— Problem —
Exactly as they appear, write the lines from the one containing "Outline each grassy" to the final line of the entries, leaving pictures out.
Segment Start: Material to process
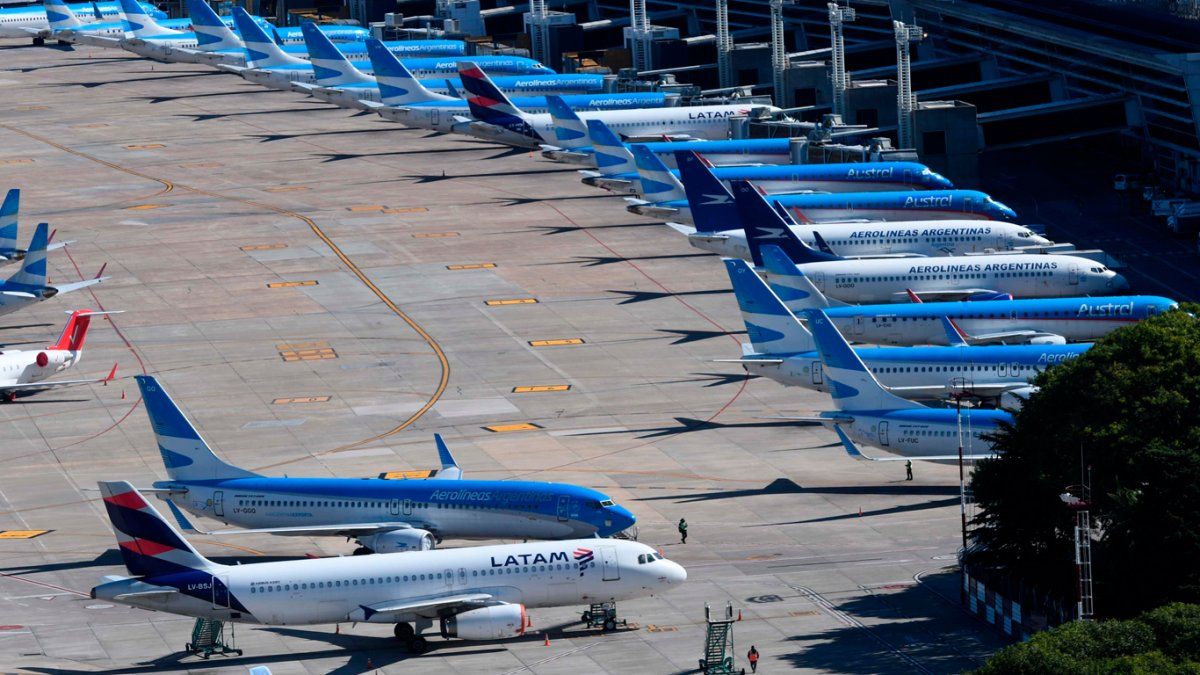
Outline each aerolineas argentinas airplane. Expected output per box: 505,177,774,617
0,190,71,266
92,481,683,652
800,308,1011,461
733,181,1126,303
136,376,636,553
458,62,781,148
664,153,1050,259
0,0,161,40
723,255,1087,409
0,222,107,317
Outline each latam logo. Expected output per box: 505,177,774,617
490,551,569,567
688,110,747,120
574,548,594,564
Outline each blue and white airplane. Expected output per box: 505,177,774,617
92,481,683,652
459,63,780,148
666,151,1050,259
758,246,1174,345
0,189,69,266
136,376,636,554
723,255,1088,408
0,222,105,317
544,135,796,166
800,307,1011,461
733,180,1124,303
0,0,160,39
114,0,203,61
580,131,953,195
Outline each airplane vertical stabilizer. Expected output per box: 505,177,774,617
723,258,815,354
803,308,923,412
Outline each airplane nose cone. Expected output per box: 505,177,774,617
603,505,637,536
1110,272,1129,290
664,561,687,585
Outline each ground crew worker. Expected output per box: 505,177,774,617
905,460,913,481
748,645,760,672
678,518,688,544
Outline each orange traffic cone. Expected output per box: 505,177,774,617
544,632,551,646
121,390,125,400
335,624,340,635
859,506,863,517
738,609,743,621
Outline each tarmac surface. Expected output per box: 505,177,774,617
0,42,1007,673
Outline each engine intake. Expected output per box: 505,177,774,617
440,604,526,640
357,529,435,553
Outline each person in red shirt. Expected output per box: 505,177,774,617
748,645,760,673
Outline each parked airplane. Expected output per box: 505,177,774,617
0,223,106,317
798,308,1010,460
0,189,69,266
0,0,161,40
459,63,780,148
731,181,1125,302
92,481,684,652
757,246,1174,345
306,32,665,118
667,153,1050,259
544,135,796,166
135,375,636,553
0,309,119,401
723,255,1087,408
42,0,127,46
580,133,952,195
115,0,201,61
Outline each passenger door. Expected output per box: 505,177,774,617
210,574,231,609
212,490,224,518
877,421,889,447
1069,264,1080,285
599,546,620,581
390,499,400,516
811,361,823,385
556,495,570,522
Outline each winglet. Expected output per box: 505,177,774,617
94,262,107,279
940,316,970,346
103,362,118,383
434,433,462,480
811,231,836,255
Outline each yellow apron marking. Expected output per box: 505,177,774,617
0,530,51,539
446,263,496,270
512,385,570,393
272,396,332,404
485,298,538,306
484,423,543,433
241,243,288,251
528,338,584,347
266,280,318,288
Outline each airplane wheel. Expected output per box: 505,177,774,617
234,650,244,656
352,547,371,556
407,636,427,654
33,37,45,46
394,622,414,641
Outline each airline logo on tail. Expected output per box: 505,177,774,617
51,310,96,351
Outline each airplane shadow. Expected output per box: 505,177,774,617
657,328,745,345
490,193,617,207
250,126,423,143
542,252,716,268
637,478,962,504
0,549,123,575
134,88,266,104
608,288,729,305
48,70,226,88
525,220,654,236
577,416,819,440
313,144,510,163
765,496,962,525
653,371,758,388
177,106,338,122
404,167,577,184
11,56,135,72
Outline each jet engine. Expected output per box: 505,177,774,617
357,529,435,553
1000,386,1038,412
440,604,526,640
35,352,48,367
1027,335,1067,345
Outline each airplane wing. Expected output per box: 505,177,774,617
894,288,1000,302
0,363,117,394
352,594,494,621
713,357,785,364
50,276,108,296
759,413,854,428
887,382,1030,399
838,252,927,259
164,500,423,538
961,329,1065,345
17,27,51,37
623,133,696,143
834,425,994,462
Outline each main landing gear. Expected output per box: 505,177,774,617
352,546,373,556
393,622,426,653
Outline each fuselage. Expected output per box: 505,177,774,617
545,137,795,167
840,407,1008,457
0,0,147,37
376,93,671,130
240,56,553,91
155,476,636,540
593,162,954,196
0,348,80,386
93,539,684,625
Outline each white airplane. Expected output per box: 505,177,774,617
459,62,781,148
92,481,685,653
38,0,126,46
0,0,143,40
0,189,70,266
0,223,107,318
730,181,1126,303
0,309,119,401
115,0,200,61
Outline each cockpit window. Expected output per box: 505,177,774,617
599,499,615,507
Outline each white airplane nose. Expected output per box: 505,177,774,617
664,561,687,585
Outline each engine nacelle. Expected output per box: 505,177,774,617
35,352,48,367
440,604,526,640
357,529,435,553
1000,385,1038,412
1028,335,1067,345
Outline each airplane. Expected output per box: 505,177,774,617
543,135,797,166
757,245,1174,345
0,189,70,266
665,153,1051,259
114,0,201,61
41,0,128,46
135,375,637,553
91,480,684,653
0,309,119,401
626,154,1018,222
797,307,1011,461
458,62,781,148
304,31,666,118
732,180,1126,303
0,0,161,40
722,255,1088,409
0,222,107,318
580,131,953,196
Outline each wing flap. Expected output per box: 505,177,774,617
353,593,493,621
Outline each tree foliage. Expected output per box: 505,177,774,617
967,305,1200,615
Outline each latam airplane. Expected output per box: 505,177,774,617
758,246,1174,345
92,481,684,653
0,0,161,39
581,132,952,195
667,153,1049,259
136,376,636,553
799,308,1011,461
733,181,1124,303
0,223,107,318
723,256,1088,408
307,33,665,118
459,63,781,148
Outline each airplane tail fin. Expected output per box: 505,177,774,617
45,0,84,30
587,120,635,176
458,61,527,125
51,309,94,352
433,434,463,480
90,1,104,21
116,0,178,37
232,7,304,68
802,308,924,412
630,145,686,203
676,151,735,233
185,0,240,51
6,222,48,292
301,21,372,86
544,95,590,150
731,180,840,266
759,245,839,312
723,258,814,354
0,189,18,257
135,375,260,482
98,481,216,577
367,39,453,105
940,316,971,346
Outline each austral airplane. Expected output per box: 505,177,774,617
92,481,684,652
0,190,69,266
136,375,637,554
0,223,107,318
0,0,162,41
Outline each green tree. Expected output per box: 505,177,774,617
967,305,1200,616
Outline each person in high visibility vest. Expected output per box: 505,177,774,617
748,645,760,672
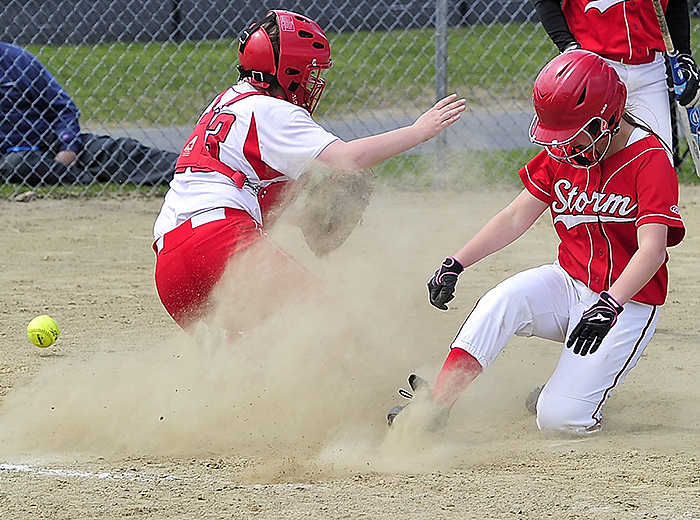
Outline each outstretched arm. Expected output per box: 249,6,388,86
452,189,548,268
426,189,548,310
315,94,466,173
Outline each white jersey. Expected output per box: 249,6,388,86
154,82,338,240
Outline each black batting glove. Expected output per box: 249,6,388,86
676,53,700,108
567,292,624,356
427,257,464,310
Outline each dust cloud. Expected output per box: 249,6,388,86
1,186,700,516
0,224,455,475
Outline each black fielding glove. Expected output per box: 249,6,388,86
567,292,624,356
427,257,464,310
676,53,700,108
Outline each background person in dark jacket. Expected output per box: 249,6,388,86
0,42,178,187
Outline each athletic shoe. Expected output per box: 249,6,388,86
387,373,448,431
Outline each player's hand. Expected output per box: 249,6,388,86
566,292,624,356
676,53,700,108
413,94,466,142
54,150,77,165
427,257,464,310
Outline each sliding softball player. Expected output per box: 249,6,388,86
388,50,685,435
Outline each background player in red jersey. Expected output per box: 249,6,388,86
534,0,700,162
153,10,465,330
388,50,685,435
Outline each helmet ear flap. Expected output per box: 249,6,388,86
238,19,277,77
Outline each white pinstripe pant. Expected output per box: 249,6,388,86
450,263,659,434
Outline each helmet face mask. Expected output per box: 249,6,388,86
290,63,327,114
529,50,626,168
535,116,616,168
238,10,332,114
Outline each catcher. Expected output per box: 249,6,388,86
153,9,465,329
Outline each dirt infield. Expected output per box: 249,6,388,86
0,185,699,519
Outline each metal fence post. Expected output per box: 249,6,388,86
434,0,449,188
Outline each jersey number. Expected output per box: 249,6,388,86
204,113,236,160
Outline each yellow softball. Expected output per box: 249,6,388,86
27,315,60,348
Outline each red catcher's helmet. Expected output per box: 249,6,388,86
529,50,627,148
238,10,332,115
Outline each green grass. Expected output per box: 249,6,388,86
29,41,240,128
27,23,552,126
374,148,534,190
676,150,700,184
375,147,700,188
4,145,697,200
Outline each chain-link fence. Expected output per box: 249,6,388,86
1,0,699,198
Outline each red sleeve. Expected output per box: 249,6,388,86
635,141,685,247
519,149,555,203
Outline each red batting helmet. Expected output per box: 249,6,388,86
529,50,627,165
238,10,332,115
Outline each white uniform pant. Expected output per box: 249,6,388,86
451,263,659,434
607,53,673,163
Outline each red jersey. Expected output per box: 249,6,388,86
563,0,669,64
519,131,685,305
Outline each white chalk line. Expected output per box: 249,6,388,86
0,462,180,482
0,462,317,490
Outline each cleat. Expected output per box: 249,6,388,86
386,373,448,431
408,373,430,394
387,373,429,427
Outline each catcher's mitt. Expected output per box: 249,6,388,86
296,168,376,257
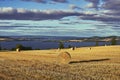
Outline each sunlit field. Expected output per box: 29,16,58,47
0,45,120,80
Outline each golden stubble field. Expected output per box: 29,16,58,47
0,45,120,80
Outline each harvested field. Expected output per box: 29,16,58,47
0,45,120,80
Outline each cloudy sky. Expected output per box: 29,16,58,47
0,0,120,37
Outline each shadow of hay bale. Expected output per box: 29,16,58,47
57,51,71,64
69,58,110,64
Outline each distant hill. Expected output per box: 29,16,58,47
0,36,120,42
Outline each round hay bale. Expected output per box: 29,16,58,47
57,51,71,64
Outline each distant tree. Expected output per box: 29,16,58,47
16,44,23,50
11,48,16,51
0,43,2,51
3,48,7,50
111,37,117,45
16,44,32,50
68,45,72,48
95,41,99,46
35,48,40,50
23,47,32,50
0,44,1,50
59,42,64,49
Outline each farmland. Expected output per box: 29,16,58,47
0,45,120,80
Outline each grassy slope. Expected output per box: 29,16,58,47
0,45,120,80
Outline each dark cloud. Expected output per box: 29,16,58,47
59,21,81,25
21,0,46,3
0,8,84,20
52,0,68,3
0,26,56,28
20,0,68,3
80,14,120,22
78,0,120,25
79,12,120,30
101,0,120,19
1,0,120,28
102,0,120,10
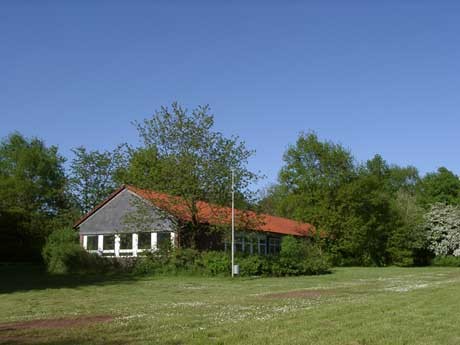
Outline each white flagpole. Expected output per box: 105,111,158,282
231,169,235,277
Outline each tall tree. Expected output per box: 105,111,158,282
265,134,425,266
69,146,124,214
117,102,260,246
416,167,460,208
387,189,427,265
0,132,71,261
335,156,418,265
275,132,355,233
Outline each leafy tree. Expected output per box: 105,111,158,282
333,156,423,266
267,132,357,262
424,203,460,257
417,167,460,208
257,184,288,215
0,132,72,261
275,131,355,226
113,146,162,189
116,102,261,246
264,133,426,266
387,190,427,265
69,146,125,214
Segment End: Material to process
— Solution to the problem —
Outline each grassy slope. Expected output per box: 29,16,58,47
0,45,120,80
Outline each dark cloud. Expected output per box: 29,16,58,47
59,21,81,25
21,0,46,3
0,8,84,20
52,0,68,3
0,26,56,28
20,0,68,3
80,14,120,22
78,0,120,25
79,12,120,30
101,0,120,19
1,0,120,28
102,0,120,10
Outline each white flagpole. Expected output per box: 105,111,158,282
231,169,235,277
Outline each tall tree. Expected output per box: 105,111,158,282
265,134,425,266
69,146,124,214
117,102,260,246
416,167,460,208
387,189,427,265
0,132,71,261
335,156,418,265
275,132,355,233
Outline each leafy tree. Expected output per box: 105,111,158,282
333,156,423,266
267,132,357,262
424,203,460,257
417,167,460,208
257,184,288,215
0,132,72,261
275,131,355,226
113,146,162,189
116,102,261,246
264,133,426,266
387,190,427,265
69,146,125,214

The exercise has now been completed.